## EXERCISE AIM
Reproduce the lines of the listing below between the line holding "If you could mark the girl" and the end of the listing, inclusive, requests included. Multiply every coordinate in the answers by 0.8 and round each result to a whole number, with halves rounding up.

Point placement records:

──────────

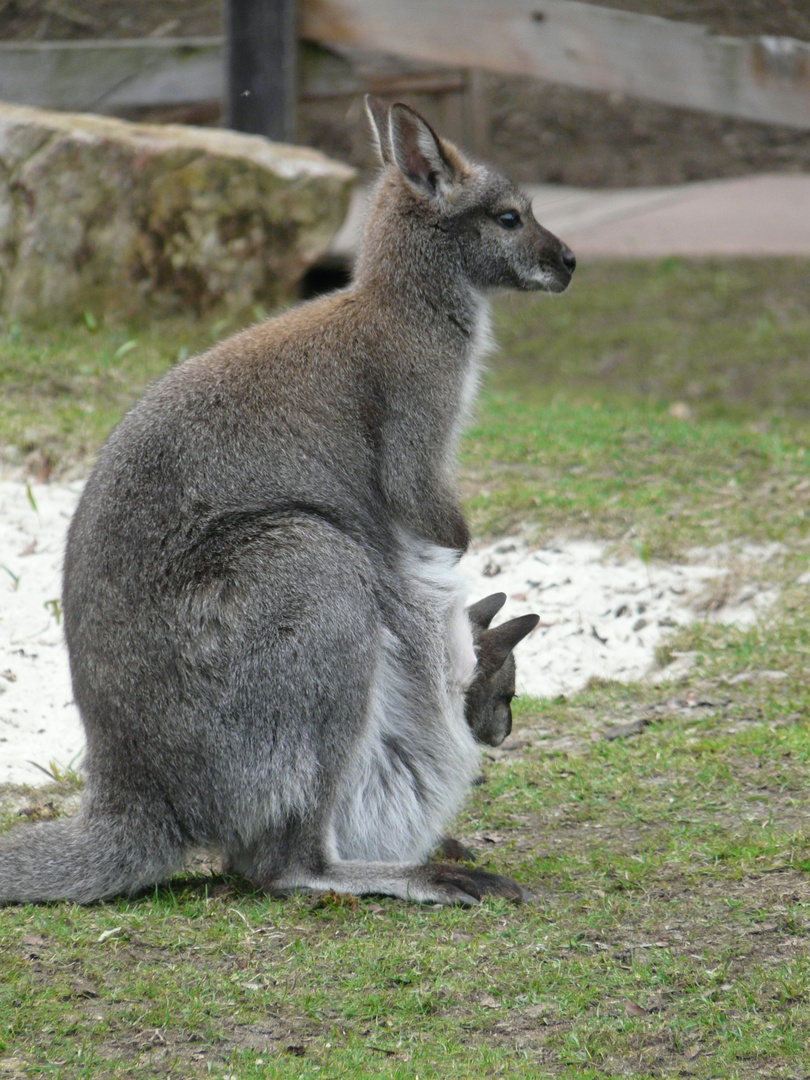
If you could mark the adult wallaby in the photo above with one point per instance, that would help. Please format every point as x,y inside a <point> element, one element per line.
<point>265,621</point>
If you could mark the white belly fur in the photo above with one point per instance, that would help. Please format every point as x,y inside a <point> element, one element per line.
<point>419,757</point>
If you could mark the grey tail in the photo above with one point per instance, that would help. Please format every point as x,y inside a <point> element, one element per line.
<point>83,859</point>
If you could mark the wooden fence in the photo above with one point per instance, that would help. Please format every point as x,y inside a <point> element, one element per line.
<point>564,41</point>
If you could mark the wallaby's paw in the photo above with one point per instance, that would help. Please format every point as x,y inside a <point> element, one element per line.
<point>466,886</point>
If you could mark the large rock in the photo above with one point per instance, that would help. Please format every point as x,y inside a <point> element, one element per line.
<point>103,215</point>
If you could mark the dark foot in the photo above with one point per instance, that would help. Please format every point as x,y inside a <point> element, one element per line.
<point>466,886</point>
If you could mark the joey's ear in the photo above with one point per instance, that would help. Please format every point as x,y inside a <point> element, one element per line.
<point>482,612</point>
<point>495,646</point>
<point>430,165</point>
<point>377,112</point>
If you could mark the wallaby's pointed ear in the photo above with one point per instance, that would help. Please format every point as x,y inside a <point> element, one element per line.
<point>421,157</point>
<point>482,612</point>
<point>495,646</point>
<point>377,112</point>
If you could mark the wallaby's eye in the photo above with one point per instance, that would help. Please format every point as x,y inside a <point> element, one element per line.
<point>509,219</point>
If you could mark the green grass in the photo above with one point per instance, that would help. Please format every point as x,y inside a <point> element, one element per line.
<point>671,930</point>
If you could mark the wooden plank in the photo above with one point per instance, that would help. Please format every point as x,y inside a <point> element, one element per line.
<point>104,76</point>
<point>261,67</point>
<point>578,44</point>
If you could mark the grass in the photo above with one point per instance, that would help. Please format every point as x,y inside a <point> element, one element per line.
<point>671,931</point>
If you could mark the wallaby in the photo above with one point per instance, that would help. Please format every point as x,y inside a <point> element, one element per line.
<point>488,699</point>
<point>261,603</point>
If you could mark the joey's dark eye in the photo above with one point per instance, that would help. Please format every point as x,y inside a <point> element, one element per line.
<point>509,219</point>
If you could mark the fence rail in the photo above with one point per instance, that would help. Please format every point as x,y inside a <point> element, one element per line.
<point>565,41</point>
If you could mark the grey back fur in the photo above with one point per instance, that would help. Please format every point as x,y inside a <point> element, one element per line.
<point>265,621</point>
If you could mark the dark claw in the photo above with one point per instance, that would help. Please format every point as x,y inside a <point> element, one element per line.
<point>478,883</point>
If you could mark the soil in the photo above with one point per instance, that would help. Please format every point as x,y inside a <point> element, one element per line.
<point>538,132</point>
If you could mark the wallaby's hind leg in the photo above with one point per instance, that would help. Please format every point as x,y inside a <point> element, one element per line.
<point>431,882</point>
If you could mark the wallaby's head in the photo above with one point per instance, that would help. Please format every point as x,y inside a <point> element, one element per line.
<point>488,703</point>
<point>486,219</point>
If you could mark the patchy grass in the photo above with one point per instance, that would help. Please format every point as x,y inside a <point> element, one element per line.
<point>671,932</point>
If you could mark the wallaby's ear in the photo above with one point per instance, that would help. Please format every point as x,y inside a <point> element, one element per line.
<point>430,165</point>
<point>377,112</point>
<point>483,612</point>
<point>494,646</point>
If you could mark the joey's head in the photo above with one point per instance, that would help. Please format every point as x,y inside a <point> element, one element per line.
<point>488,702</point>
<point>486,220</point>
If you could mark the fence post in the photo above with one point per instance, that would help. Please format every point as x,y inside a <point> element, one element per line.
<point>261,67</point>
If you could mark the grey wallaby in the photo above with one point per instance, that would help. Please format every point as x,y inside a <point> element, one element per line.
<point>265,620</point>
<point>488,699</point>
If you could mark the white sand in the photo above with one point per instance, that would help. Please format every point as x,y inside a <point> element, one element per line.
<point>599,617</point>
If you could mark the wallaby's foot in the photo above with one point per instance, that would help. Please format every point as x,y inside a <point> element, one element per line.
<point>466,886</point>
<point>455,851</point>
<point>431,883</point>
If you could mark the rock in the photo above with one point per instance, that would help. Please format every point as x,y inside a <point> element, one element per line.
<point>103,215</point>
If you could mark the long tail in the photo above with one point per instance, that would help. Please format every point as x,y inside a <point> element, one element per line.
<point>82,859</point>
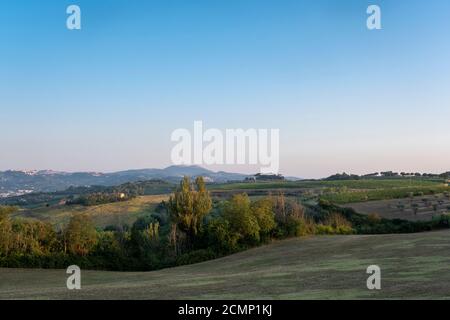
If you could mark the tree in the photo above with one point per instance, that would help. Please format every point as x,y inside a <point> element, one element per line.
<point>262,211</point>
<point>187,208</point>
<point>5,230</point>
<point>242,222</point>
<point>80,235</point>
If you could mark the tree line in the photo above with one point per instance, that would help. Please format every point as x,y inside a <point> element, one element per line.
<point>190,227</point>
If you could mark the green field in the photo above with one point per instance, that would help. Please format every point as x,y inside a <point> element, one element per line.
<point>427,207</point>
<point>413,266</point>
<point>351,184</point>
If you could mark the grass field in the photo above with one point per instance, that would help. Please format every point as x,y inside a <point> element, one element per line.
<point>404,208</point>
<point>116,213</point>
<point>413,266</point>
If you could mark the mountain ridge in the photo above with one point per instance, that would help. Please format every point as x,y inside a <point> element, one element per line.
<point>18,182</point>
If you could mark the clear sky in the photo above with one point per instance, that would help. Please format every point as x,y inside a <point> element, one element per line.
<point>108,96</point>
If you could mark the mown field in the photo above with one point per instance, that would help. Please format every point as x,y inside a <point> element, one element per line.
<point>413,266</point>
<point>426,207</point>
<point>117,213</point>
<point>351,184</point>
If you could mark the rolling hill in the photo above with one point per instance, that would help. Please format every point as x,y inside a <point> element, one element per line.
<point>22,182</point>
<point>413,266</point>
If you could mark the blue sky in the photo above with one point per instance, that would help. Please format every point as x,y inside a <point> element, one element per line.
<point>108,96</point>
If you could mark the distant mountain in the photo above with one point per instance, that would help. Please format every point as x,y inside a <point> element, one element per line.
<point>14,183</point>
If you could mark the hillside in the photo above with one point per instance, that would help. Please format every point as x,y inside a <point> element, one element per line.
<point>118,213</point>
<point>22,182</point>
<point>328,267</point>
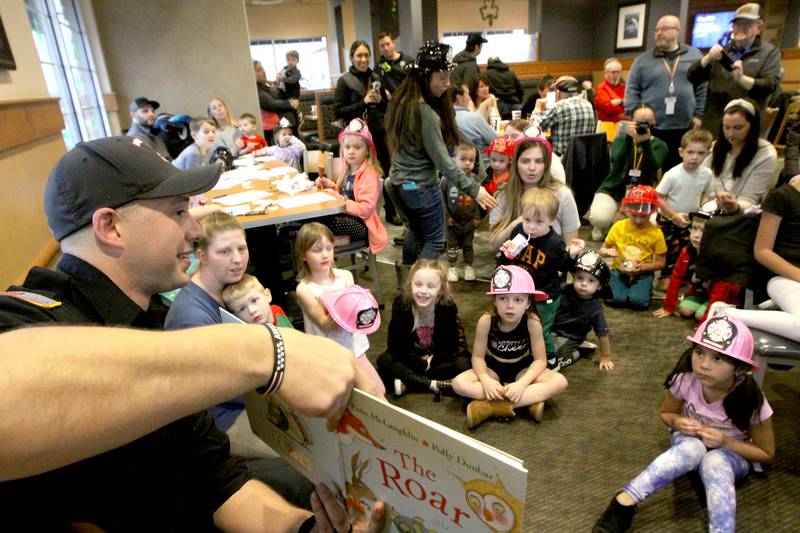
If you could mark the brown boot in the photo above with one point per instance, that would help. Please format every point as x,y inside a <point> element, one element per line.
<point>502,409</point>
<point>537,411</point>
<point>477,412</point>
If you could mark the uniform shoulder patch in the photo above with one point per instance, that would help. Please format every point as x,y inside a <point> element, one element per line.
<point>32,298</point>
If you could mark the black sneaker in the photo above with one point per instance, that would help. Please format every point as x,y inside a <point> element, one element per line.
<point>616,518</point>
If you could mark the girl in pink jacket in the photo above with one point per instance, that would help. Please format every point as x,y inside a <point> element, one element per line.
<point>360,186</point>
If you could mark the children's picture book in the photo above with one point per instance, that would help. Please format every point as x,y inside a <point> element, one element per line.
<point>431,478</point>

──────────

## RESULT OF THIS TASK
If you could mark the girl in pink jacket in the photo above with one point per instance, that would help. Please format every point as x,y inside a <point> element, one element per line.
<point>288,149</point>
If you could mark the children's picture book in the photo above with one point per instance, that would help. Please format every point as x,y inside a <point> element, one element per line.
<point>345,382</point>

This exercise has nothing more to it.